=== RECORDS SHOWN ===
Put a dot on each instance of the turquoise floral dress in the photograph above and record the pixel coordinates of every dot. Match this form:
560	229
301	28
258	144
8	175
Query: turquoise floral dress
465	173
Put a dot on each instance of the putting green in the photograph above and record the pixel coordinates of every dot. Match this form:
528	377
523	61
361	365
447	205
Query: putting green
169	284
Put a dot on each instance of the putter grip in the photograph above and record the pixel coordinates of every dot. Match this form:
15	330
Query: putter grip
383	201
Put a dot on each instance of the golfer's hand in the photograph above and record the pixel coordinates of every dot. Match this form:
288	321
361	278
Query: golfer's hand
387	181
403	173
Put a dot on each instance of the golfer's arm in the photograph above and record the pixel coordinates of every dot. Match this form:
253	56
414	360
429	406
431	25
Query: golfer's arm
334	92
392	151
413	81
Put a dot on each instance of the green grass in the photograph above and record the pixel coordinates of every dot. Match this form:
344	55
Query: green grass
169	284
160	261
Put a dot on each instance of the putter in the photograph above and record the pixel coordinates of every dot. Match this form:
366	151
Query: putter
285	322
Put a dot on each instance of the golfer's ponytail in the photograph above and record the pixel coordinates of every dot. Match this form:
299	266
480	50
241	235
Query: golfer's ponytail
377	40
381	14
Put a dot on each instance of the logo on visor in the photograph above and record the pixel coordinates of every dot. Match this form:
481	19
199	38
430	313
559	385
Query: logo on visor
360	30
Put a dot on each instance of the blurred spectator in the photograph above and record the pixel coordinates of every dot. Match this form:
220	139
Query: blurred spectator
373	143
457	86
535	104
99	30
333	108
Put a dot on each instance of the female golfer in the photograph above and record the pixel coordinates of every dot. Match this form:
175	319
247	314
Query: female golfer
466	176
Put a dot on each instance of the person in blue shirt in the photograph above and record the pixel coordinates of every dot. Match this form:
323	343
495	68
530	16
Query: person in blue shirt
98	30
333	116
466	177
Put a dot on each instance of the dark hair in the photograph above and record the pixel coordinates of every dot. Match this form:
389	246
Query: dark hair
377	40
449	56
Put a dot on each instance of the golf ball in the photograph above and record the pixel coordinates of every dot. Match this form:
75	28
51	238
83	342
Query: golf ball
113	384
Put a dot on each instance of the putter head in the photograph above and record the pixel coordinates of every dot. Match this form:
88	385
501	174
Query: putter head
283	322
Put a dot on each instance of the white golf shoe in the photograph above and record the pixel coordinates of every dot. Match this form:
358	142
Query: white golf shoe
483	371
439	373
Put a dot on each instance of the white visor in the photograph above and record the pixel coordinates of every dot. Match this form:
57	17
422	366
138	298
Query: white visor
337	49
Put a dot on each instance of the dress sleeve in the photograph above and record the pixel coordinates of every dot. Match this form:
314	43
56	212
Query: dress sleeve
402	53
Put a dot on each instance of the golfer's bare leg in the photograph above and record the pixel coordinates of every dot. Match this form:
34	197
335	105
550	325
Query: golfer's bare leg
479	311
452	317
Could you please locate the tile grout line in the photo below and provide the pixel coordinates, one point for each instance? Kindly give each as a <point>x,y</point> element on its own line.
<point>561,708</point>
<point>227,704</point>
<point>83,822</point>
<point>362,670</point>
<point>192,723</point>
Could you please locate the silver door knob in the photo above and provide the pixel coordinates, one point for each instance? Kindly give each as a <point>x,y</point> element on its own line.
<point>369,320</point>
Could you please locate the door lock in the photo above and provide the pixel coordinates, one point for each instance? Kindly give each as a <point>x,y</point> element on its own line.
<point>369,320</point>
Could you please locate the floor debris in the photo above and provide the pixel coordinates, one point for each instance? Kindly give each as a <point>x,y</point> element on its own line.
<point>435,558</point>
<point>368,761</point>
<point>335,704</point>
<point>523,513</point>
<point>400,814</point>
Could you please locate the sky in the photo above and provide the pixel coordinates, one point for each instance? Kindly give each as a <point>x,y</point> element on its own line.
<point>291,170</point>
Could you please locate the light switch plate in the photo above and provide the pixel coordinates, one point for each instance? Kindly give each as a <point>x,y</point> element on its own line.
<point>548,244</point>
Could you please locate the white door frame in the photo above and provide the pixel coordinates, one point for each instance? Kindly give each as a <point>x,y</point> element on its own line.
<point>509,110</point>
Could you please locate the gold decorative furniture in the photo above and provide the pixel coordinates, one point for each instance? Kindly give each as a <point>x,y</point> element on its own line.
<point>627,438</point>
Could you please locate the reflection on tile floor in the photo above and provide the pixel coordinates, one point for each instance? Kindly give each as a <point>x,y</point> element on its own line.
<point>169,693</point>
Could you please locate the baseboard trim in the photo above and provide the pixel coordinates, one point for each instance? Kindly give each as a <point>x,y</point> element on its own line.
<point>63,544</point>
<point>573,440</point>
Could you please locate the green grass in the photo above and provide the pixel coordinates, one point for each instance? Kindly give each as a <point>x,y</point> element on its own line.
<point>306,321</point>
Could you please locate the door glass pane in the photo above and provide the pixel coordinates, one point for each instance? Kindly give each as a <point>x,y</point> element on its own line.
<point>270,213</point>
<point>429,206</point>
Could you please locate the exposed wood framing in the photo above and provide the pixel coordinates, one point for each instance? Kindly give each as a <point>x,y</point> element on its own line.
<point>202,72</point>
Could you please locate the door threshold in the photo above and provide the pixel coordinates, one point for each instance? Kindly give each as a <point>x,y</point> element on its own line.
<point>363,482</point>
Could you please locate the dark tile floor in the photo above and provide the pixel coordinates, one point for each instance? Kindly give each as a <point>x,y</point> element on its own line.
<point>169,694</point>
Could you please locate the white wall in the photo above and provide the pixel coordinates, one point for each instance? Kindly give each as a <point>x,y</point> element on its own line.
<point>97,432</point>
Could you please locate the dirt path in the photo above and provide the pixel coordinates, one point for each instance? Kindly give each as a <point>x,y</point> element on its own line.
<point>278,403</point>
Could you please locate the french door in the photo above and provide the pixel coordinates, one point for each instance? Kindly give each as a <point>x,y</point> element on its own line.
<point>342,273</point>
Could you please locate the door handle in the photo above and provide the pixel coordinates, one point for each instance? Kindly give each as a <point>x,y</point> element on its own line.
===
REQUIRED WORK ::
Only the lines from the one containing "Could you please locate the dirt" to the end of the listing belong in the output, each reproduced exactly.

ANSWER TO THE TASK ::
Could you please locate the dirt path in the photo above and provide the pixel coordinates, one point for each instance? Kindly give each as a <point>x,y</point> element on its own line.
<point>278,403</point>
Could you please locate the french door in the photo above and provide the pixel coordinates, one point for each instance? Kindly give each as a <point>x,y</point> element on its own line.
<point>342,273</point>
Could you please locate the door handle in the photo above and provide the pixel coordinates, one point for each instance? Kindly give each as a <point>x,y</point> element on its own line.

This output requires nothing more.